Content starts
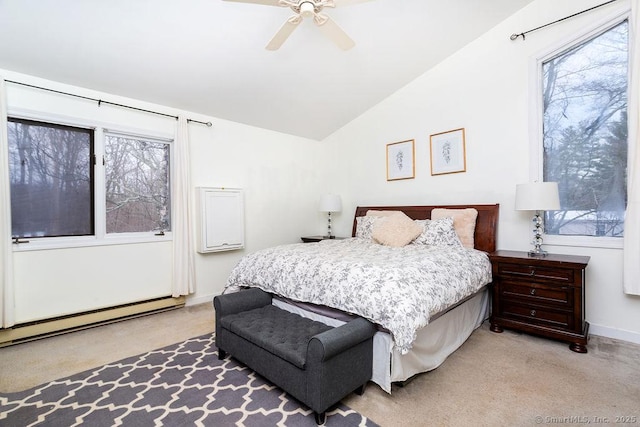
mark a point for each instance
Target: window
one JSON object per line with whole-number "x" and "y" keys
{"x": 137, "y": 184}
{"x": 57, "y": 192}
{"x": 584, "y": 102}
{"x": 51, "y": 179}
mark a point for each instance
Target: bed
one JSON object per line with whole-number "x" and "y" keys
{"x": 426, "y": 306}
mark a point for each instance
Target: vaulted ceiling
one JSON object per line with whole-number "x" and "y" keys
{"x": 209, "y": 57}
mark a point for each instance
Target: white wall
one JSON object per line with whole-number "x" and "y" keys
{"x": 281, "y": 176}
{"x": 282, "y": 180}
{"x": 483, "y": 88}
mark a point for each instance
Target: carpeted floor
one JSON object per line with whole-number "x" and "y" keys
{"x": 507, "y": 379}
{"x": 181, "y": 384}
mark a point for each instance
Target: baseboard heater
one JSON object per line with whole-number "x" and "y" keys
{"x": 63, "y": 324}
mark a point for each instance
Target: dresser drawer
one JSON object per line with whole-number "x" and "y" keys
{"x": 537, "y": 315}
{"x": 532, "y": 293}
{"x": 537, "y": 273}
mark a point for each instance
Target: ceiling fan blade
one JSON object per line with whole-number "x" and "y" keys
{"x": 340, "y": 3}
{"x": 285, "y": 31}
{"x": 330, "y": 29}
{"x": 264, "y": 2}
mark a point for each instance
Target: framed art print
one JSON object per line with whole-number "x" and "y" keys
{"x": 400, "y": 160}
{"x": 448, "y": 154}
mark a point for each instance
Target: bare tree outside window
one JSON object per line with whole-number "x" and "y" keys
{"x": 585, "y": 135}
{"x": 50, "y": 179}
{"x": 137, "y": 185}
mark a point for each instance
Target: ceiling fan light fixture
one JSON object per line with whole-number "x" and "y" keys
{"x": 307, "y": 9}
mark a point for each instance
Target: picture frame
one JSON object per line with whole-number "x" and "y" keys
{"x": 401, "y": 160}
{"x": 448, "y": 152}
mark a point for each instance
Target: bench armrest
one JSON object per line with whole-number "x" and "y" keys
{"x": 327, "y": 344}
{"x": 243, "y": 300}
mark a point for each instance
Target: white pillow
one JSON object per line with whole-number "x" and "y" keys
{"x": 439, "y": 232}
{"x": 364, "y": 226}
{"x": 395, "y": 230}
{"x": 464, "y": 222}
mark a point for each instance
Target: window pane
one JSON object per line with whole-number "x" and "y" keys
{"x": 585, "y": 135}
{"x": 50, "y": 178}
{"x": 137, "y": 185}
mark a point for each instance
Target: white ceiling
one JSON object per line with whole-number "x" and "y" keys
{"x": 208, "y": 56}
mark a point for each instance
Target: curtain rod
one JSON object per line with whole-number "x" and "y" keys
{"x": 515, "y": 36}
{"x": 101, "y": 101}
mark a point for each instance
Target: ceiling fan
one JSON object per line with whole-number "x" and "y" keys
{"x": 308, "y": 9}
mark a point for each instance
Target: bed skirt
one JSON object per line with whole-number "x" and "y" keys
{"x": 433, "y": 344}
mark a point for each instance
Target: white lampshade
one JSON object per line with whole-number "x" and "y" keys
{"x": 330, "y": 203}
{"x": 537, "y": 196}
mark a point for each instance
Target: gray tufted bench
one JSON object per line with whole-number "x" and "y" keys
{"x": 315, "y": 363}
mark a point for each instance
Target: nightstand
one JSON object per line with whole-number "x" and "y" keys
{"x": 311, "y": 239}
{"x": 540, "y": 295}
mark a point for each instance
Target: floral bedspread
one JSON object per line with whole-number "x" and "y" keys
{"x": 397, "y": 288}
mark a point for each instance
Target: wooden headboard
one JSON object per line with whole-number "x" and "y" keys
{"x": 486, "y": 232}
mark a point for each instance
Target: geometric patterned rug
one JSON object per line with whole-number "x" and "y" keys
{"x": 180, "y": 385}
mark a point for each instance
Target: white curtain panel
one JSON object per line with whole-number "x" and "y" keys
{"x": 183, "y": 249}
{"x": 632, "y": 216}
{"x": 6, "y": 251}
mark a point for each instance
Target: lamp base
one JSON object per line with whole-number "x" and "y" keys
{"x": 538, "y": 253}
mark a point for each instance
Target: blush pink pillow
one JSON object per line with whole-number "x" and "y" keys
{"x": 395, "y": 230}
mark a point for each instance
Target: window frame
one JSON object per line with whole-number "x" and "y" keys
{"x": 536, "y": 121}
{"x": 100, "y": 236}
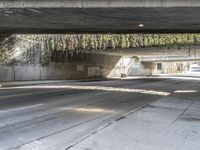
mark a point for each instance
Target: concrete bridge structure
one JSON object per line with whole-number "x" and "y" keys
{"x": 99, "y": 16}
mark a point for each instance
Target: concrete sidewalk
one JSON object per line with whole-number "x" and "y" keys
{"x": 170, "y": 123}
{"x": 27, "y": 83}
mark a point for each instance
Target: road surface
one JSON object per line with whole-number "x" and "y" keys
{"x": 77, "y": 115}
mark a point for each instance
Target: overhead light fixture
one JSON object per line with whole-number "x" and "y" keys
{"x": 141, "y": 25}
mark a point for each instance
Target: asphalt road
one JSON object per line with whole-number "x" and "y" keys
{"x": 59, "y": 116}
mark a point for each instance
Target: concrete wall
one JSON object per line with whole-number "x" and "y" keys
{"x": 96, "y": 3}
{"x": 130, "y": 66}
{"x": 86, "y": 66}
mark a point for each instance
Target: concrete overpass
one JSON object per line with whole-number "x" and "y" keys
{"x": 169, "y": 59}
{"x": 105, "y": 16}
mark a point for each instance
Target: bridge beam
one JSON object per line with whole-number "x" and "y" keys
{"x": 99, "y": 16}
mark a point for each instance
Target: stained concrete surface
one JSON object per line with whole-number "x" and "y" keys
{"x": 56, "y": 117}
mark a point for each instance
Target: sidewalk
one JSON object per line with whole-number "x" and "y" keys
{"x": 28, "y": 83}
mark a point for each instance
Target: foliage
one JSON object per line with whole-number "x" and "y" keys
{"x": 43, "y": 48}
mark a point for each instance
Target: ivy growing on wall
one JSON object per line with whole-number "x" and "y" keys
{"x": 42, "y": 49}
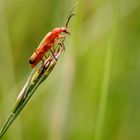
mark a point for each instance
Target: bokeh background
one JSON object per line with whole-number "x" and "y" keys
{"x": 94, "y": 91}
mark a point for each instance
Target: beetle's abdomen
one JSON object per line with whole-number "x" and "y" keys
{"x": 36, "y": 57}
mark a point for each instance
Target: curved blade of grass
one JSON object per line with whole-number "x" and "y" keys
{"x": 35, "y": 79}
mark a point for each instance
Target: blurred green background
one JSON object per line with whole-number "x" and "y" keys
{"x": 93, "y": 93}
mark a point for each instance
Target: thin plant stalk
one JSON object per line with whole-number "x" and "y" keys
{"x": 36, "y": 77}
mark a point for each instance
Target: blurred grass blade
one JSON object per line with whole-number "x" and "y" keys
{"x": 35, "y": 79}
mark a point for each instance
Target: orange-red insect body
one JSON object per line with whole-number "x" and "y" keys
{"x": 49, "y": 40}
{"x": 46, "y": 44}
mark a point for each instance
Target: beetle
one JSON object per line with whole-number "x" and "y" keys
{"x": 49, "y": 40}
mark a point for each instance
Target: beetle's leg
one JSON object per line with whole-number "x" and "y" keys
{"x": 53, "y": 54}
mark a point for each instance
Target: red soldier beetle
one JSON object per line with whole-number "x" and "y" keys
{"x": 49, "y": 40}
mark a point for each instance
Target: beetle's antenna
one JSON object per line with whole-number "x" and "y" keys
{"x": 70, "y": 14}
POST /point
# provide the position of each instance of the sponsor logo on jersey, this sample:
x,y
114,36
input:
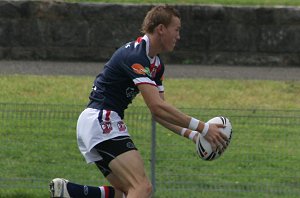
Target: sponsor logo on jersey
x,y
139,69
131,93
106,127
121,126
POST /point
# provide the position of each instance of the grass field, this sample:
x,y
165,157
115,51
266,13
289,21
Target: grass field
x,y
38,137
221,2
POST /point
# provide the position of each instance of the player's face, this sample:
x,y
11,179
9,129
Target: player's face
x,y
171,35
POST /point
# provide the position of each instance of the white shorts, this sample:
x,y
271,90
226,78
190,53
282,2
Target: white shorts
x,y
95,126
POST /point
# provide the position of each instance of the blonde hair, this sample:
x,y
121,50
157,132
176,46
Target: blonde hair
x,y
158,15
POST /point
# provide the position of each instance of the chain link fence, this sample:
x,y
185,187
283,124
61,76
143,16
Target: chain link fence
x,y
38,143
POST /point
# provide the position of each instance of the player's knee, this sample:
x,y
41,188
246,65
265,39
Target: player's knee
x,y
146,188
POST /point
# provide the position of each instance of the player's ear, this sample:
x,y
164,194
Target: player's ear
x,y
160,28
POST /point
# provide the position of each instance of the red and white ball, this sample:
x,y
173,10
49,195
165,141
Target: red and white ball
x,y
203,147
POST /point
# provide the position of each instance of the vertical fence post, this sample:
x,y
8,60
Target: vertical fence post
x,y
153,151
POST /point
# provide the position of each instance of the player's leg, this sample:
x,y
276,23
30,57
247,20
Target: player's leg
x,y
63,188
129,175
123,167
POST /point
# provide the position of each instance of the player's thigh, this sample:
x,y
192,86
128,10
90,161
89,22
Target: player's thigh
x,y
128,170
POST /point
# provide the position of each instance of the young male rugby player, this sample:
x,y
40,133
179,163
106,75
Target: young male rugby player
x,y
103,137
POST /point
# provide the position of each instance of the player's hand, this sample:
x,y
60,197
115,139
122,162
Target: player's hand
x,y
217,139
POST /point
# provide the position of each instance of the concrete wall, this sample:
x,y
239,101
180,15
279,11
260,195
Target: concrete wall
x,y
91,32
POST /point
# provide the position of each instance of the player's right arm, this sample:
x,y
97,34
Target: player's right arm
x,y
166,112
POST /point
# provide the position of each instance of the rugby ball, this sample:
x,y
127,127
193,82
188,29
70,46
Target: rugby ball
x,y
203,147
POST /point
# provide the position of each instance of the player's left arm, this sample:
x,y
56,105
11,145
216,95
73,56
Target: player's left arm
x,y
177,129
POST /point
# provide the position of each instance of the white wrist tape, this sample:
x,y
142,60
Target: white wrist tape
x,y
194,124
192,135
183,131
205,129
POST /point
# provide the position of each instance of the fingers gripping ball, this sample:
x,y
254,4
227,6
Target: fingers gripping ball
x,y
203,147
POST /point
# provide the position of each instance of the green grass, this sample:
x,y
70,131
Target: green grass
x,y
221,2
38,139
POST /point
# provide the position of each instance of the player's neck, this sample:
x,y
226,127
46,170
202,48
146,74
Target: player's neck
x,y
154,45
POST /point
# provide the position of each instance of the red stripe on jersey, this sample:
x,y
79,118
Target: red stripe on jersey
x,y
107,115
146,83
106,190
139,39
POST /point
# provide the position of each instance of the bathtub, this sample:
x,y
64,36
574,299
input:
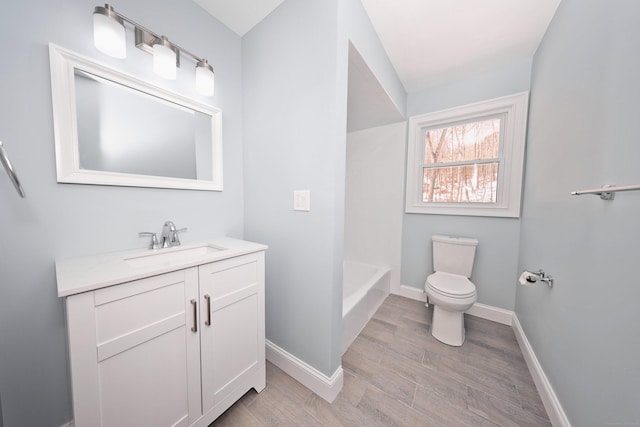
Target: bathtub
x,y
364,288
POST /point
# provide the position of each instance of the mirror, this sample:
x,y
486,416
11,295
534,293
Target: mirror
x,y
113,129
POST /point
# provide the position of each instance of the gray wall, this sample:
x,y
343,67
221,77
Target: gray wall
x,y
66,220
497,254
583,132
294,141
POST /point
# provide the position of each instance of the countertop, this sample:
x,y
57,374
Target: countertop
x,y
82,274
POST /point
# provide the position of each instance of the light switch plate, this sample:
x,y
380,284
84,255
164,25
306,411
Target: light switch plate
x,y
302,200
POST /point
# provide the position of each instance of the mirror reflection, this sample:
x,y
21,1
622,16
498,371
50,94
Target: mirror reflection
x,y
112,128
124,130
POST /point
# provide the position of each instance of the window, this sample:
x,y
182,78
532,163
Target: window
x,y
468,160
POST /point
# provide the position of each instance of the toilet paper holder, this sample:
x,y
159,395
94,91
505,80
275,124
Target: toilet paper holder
x,y
541,276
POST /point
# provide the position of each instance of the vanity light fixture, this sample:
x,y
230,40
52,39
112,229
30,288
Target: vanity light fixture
x,y
110,38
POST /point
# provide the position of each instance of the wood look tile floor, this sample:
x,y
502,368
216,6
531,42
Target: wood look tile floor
x,y
397,374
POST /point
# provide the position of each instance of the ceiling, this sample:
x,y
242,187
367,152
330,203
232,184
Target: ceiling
x,y
429,42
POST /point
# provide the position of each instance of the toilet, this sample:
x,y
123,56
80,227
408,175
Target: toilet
x,y
449,288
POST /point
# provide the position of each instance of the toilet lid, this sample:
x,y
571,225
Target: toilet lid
x,y
451,284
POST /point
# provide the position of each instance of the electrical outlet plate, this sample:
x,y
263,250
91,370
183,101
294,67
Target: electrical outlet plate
x,y
302,200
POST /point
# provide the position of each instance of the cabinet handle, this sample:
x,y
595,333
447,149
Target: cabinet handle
x,y
208,298
194,303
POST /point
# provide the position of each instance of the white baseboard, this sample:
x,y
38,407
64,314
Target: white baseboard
x,y
549,399
494,314
322,385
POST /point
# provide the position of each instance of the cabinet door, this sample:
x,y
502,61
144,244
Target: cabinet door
x,y
232,343
134,356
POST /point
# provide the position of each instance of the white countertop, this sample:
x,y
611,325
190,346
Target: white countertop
x,y
82,274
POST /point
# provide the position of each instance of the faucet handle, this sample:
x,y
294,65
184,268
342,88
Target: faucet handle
x,y
154,240
175,240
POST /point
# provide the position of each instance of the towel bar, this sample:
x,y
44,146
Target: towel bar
x,y
607,192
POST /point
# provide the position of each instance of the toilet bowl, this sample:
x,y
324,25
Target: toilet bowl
x,y
449,288
451,295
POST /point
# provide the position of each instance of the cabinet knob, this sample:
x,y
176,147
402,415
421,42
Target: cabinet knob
x,y
194,303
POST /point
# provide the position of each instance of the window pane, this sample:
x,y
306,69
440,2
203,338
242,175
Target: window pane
x,y
461,184
467,141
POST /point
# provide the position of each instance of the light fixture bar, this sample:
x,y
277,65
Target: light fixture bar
x,y
145,39
150,36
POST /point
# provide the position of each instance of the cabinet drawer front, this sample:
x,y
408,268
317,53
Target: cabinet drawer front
x,y
227,277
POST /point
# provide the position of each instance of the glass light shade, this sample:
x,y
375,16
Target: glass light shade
x,y
109,34
204,79
164,60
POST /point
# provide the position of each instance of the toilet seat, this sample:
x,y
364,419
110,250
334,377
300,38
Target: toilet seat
x,y
451,285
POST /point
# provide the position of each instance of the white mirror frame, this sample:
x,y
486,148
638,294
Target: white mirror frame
x,y
63,65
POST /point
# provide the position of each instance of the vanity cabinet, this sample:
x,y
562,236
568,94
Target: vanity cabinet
x,y
174,349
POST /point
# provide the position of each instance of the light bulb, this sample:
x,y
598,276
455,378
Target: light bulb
x,y
109,35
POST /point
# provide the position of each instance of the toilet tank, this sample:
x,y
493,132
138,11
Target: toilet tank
x,y
454,254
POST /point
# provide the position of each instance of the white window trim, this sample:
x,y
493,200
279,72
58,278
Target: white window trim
x,y
514,107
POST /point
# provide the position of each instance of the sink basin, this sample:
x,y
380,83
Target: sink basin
x,y
160,256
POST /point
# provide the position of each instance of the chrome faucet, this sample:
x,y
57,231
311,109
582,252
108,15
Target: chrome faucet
x,y
169,236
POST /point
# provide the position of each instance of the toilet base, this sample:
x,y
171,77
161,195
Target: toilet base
x,y
448,326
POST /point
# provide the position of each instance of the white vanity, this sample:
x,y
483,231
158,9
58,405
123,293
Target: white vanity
x,y
171,337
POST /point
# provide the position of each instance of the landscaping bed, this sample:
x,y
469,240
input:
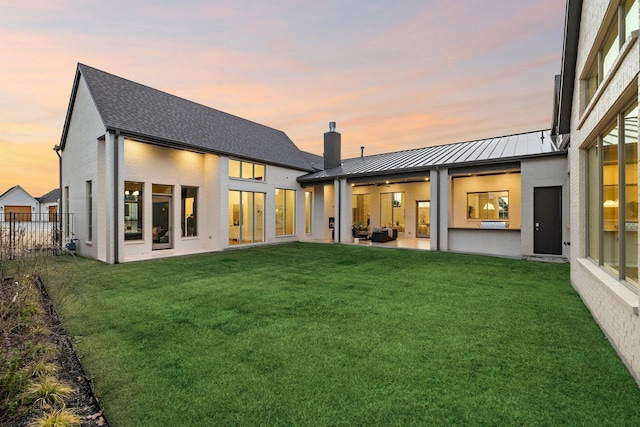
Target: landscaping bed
x,y
68,371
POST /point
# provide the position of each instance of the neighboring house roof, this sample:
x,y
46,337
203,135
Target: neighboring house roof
x,y
52,196
14,188
157,117
481,152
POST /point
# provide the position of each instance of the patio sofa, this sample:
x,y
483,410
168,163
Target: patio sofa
x,y
382,235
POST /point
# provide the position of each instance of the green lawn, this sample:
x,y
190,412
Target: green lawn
x,y
313,334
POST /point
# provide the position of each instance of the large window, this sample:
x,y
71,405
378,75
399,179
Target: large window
x,y
361,210
486,200
612,180
89,211
246,217
132,210
620,28
392,210
189,206
488,205
246,170
285,212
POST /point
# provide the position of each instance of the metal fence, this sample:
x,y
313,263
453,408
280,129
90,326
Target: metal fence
x,y
33,235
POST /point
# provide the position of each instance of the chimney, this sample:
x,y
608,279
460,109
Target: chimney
x,y
332,147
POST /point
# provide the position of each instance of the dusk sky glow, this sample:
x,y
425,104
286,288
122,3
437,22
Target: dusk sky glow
x,y
393,75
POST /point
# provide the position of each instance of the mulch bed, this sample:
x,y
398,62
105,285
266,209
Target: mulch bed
x,y
84,401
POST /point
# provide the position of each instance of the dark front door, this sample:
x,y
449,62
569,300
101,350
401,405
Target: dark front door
x,y
547,220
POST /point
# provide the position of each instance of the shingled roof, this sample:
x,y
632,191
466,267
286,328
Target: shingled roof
x,y
138,111
502,149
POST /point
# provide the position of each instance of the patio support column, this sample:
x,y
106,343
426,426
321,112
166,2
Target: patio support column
x,y
342,211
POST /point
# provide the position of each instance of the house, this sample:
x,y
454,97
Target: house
x,y
501,196
18,205
148,174
598,114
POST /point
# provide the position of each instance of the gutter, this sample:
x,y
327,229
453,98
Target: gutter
x,y
57,149
116,198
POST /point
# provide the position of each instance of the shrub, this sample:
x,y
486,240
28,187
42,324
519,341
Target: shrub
x,y
48,392
57,418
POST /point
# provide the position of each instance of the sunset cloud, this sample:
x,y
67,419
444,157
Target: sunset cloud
x,y
394,77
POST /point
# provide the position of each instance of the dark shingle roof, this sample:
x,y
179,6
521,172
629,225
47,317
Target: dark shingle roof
x,y
486,151
140,111
50,197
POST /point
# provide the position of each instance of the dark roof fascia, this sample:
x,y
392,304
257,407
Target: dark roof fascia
x,y
418,173
8,191
15,187
315,182
568,71
413,172
147,139
72,101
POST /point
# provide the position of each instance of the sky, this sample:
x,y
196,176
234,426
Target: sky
x,y
392,75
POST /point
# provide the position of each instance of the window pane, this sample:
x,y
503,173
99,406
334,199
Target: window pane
x,y
488,205
594,204
386,210
132,210
280,212
592,82
610,49
234,168
307,211
611,255
246,217
234,217
361,209
631,22
258,217
258,172
398,211
162,189
631,195
189,211
247,170
290,211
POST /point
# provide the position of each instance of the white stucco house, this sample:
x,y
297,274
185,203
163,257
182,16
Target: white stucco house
x,y
598,116
148,174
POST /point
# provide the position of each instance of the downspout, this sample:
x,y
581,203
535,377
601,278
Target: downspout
x,y
438,208
57,149
116,198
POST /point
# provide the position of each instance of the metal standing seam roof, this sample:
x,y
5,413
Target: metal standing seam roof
x,y
155,116
484,151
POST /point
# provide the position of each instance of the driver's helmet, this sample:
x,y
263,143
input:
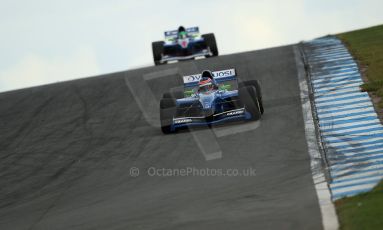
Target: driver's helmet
x,y
182,32
207,82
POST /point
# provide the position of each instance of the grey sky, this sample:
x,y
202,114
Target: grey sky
x,y
46,41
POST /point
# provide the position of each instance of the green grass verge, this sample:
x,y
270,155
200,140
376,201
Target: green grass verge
x,y
366,46
365,211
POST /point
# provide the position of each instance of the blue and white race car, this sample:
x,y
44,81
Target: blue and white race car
x,y
210,98
184,44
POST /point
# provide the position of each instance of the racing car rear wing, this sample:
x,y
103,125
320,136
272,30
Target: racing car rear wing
x,y
226,79
172,34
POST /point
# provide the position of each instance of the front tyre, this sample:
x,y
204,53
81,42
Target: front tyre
x,y
158,49
211,43
167,112
257,86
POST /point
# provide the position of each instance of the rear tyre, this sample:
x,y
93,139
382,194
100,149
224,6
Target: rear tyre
x,y
248,97
167,111
211,43
257,86
158,49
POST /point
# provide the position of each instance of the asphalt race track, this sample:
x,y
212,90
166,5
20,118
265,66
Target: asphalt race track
x,y
66,152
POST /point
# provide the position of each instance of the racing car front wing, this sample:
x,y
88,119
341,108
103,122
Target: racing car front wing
x,y
205,52
230,115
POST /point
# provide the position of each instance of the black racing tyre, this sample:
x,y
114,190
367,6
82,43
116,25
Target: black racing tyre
x,y
248,97
158,49
257,86
175,94
167,112
211,43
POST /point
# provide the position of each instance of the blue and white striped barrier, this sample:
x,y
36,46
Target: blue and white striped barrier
x,y
349,127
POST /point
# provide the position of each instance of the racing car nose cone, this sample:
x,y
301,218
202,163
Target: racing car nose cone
x,y
184,44
208,112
Content ends
**Exercise directions**
Show each line of the material that includes the string "surface" by copying it.

**Solution to this exercise**
Target: road surface
Target: stained concrete surface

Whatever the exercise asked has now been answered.